◆ Co należy zrobić
Przepisz dosłownie z tekstu o obywatelskiej komisji śledczej ds. COVID-19 odcinek od słów „Jacek Wilk poinformował, że” do słów „miało realne skutki.”.

◆ Podany fragment
————————
Jacek Wilk poinformował, że w Sejmie powstaje „pierwsza Polska Obywatelska Komisja Śledcza ds. afery COVID-19”. Jak podkreślił, w jej ramach do współpracy zostaną zaproszeni niezależni eksperci i naukowcy, którzy nie mają możliwości „przebicia się w mediach głównego nurtu”.
– W Niemczech powstała taka specjalna społeczno-obywatelska komisja ds. badania afery – bo chyba tak już to trzeba nazwać, to jest delikatne słowo, właściwie ogromnej, mega afery covidowej. Ta komisja zebrała ogromną liczbę materiałów, dowodów, ekspertyz. Rozmawiała z liczną grupą specjalistów, fachowców, ekspertów w tej dziedzinie – mówił Jacek Wilk.
Prawnik podkreślił, że powstanie tej komisji będzie miało realne skutki.
– I to się przerodzi w ogromną liczbę pozwów zbiorowych przeciwko państwu, przeciwko działaniom rządu, ponieważ okazuje się, że (…) w zasadzie cała ta polityka obostrzeń, rygorów oparta jest wyłącznie o wyniki dotyczące efektów testów PCR, które to – jak wskazują niektórzy eksperci – nawet w 89 proc. ich wyniki są błędne. I okazuje się, że rządy o tym świetnie wiedziały od samego początku. I rządy na tychże właśnie wynikach tych testów, pozytywnych, ale z gruntu fałszywych – jak wskazują eksperci – budowały całą politykę obostrzeń, rygorów itd. – zaznaczył polityk Konfederacji.
Jacek Wilk wskazał, że w Polsce doszło do takiej samej sytuacji.
– Chciałbym zwrócić uwagę w tym kontekście, że identyczną sytuację mamy w Polsce. Niemalże analogiczną, niemalże bliźniaczą, ponieważ – znowu – na niesprawdzonych opiniach jednostkowych osób, wbrew opiniom wielu innych ekspertów, budowano w Polsce politykę lockdownu, zamknięcia gospodarki, zaostrzeń, ograniczenia praw obywatelskich itd. A wszystko to – znowu – o to samo, o najprawdopodobniej błędne w 89 proc. przypadków wyniki pozytywne, ale fałszywe, testów PCR, które to w ogóle się nie nadają do testowania tych przypadków – dodał.
– Trzeba o tym głośno mówić – skwitował. Polityk zapewnił, że szczegóły dotyczące komisji śledczej opinia publiczna pozna już niebawem.
————————
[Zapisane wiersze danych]

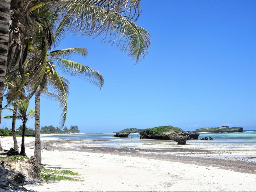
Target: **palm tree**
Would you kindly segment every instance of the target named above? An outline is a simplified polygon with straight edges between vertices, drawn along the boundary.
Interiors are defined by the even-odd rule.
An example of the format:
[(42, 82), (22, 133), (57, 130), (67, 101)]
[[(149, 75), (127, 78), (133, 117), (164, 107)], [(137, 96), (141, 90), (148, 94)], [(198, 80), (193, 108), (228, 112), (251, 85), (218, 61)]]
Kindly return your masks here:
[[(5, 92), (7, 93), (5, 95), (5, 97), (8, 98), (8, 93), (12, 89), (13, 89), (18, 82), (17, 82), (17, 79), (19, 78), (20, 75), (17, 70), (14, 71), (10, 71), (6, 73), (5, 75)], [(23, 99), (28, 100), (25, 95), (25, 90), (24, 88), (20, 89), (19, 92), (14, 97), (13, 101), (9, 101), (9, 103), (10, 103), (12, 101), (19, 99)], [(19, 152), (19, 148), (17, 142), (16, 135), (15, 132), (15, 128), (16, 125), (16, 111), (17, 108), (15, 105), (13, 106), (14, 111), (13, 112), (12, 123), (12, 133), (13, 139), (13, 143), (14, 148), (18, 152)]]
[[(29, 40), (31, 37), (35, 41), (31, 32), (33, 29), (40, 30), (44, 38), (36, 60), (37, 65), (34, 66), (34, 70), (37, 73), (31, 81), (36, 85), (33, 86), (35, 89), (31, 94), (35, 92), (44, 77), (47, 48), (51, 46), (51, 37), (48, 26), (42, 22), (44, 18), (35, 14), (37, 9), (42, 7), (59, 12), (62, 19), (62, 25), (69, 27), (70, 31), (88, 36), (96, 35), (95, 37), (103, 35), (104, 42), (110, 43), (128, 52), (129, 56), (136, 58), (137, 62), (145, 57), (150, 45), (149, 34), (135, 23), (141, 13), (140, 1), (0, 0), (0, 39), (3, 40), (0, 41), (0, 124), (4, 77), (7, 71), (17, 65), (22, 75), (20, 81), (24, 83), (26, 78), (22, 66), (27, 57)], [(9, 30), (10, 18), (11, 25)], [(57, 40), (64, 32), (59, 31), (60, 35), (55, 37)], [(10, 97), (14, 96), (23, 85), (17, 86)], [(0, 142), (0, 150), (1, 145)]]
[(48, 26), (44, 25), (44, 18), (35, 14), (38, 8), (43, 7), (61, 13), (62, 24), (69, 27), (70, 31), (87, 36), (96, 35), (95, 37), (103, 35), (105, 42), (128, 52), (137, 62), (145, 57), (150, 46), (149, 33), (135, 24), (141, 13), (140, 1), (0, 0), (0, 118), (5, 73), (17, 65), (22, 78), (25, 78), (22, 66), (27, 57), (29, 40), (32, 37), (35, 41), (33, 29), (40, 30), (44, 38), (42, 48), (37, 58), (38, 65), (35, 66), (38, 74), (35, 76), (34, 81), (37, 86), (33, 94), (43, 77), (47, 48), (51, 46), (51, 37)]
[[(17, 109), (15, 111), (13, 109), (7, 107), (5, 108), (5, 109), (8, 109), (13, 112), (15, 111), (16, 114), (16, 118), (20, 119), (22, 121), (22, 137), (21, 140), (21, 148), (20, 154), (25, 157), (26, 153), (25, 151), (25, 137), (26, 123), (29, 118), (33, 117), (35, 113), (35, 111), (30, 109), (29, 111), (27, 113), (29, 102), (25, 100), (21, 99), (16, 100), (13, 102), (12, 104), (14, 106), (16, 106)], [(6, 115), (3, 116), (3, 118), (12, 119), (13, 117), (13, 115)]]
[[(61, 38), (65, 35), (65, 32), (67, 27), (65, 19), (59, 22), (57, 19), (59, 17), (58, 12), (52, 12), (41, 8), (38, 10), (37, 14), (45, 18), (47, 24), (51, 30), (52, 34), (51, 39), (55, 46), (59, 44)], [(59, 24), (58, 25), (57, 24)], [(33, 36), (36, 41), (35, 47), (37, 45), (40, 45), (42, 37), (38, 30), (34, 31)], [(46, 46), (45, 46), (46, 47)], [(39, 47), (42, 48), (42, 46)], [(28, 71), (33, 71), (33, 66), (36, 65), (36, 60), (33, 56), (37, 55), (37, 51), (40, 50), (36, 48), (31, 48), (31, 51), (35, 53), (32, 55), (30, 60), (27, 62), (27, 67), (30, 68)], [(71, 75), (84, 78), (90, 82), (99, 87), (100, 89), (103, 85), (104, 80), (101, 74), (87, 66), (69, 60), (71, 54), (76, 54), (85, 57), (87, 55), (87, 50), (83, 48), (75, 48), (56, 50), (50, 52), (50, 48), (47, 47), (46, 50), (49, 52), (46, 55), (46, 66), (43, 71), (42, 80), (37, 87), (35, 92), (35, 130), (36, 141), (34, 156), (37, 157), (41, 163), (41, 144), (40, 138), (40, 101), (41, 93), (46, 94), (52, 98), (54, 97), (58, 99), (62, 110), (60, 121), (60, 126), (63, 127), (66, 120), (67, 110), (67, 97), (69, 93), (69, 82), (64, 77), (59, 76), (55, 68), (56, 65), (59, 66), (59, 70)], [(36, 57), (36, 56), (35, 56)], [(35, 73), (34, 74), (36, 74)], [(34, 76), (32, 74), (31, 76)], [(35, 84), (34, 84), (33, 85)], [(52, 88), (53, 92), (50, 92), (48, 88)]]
————————
◆ Rozwiązanie zadania
Jacek Wilk poinformował, że w Sejmie powstaje „pierwsza Polska Obywatelska Komisja Śledcza ds. afery COVID-19”. Jak podkreślił, w jej ramach do współpracy zostaną zaproszeni niezależni eksperci i naukowcy, którzy nie mają możliwości „przebicia się w mediach głównego nurtu”.
– W Niemczech powstała taka specjalna społeczno-obywatelska komisja ds. badania afery – bo chyba tak już to trzeba nazwać, to jest delikatne słowo, właściwie ogromnej, mega afery covidowej. Ta komisja zebrała ogromną liczbę materiałów, dowodów, ekspertyz. Rozmawiała z liczną grupą specjalistów, fachowców, ekspertów w tej dziedzinie – mówił Jacek Wilk.
Prawnik podkreślił, że powstanie tej komisji będzie miało realne skutki.